### 提示された文章 ###
万引きしても捕まらないときがある?

万引きしても捕まらないときがある?

皆様、時効(じこう)という制度のことはご存知でしょうか。

時効とは、一定期間が経過することで、権利を取得したり、義務が消滅したりする制度ですが、ここでは、大きく2つにわけて書いてみたいと思います。

1.刑事事件に関する時効(公訴時効)

公訴時効とは、犯罪をおかしてから一定期間が経過すると、検察官が犯人を起訴すること(訴えること)が出来なくなってしまう制度です。

例えば、コンビニで漫画を万引きした場合、これは窃盗罪という罪に該当しますが、万引きをしてから7年経過すると、もはや警察官に捕まったり、検察官に訴えられたりしなくなります。

※刑法235条(窃盗)・刑事訴訟法250条(公訴時効期間)


https://www.fashion-press.net/news/36215 から画像引用

2.民事事件に関する時効(消滅時効・取得時効)

取得時効とは、一定の期間の経過をもって、権利を取得することができる制度です。たとえば、自分の家の隣の土地を、隣地所有者から何もいわれることなく 10年あるいは20年間使い続けていた場合、隣地の所有権を取得することができる場合があります。

消滅時効とは、一定の期間の経過をもって、権利・義務が消滅する制度ですが、消滅する権利・義務の種類に応じて、その期間が異なります。
### 与えられた一覧 ###
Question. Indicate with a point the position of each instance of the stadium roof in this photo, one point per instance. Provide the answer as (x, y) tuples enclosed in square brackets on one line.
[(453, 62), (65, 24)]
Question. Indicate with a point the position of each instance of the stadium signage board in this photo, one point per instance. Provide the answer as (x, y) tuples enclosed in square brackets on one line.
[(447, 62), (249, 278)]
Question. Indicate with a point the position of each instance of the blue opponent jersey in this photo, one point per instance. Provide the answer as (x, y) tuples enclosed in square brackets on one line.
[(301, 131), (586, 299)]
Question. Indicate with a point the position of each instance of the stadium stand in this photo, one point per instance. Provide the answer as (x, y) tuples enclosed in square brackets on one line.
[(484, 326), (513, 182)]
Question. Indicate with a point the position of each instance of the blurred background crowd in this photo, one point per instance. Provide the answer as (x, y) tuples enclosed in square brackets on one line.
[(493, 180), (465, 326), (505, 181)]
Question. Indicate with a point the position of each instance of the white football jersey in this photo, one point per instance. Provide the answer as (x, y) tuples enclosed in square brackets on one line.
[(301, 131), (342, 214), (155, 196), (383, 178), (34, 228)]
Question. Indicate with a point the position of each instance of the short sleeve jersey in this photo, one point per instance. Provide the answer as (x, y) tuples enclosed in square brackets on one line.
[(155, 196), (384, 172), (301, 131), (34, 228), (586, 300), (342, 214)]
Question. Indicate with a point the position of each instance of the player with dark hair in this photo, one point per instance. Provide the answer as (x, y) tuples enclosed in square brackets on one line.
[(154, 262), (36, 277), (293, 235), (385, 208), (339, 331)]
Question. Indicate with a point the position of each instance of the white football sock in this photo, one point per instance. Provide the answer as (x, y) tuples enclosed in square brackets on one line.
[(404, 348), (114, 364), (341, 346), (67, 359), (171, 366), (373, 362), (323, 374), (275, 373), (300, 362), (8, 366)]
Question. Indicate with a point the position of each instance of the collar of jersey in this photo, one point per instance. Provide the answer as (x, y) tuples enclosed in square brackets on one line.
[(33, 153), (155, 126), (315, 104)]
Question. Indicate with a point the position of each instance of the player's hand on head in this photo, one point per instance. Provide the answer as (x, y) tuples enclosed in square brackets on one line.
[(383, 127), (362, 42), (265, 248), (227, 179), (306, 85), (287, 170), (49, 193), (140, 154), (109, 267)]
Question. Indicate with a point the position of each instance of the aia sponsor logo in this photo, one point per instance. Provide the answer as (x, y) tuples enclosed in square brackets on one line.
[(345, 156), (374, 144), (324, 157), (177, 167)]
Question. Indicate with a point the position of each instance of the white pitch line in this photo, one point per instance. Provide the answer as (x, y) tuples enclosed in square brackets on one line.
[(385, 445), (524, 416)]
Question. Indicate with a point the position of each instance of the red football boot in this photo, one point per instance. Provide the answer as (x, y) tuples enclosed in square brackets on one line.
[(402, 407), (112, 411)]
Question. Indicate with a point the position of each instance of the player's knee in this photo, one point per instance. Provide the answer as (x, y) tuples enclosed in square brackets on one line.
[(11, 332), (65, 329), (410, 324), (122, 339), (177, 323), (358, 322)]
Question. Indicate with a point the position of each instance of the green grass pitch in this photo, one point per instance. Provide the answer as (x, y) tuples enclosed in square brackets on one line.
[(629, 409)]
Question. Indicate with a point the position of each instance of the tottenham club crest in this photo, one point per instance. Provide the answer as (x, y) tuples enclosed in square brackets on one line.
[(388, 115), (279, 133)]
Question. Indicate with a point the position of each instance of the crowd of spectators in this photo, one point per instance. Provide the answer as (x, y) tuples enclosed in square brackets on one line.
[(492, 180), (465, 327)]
###
▶ **課題の指示**:
時効の制度を説明した文章を、最後の文の後から書き継げ。

▶ **この課題の解答**:
(1)お金の貸し借り

個人同士のお金の貸し借りの場合、弁済期(お金を返さないといけない期限)から10年経過すると、借りた人は、お金を返さなくてよくなります。

借用書があっても結論は、変わりません。

例えば、AさんがBさんに1年後に返してもらう約束で100万円を貸して、Bさんに借用書を書いてもらいました。

1年後になってもBさんが返してくれないため、Aさんは1年に1回のペースで返済の催促していましたが、3年経過した頃に、Bさんの行方が分からなくなりました。

それからさらに8年経過したある日、道端でBさんを見かけたAさんは借金の返済を求めましたが、Bさんから「消滅時効だよ。」と言われ、返済を拒否されました。

※民法166条(消滅時効の進行等)・167条(債権等の消滅時効)・587条(消費貸借)

(2)交通事故の損害賠償

例えば、ある日Aさんが横断歩道を歩いているときに、Bさんの運転する車にはねられて怪我をしました。

軽い怪我だったので、かかった治療費は払うとのBさんの言葉を信じ、AさんBさんともに保険屋さんには連絡をしませんでした。

しかし、Bさんはいくら催促しても、「もう少しだけ待って欲しい。」の一点張りで、事故のあった日から3年が経過してしまいました。

それ以降、AさんがBさんに何度治療費を請求しても、「もう時効だよ。」と言われ、拒否されます。

※民法724条(不法行為による損害賠償請求権の期間の制限)


自分の権利や義務が時効にかかっていないかをチェックするのはもちろんのこと、時効という制度がなぜ存在するのかを考えてみると面白いかもしれません。

税金の時効に関しては、またの機会に書きたいと思います。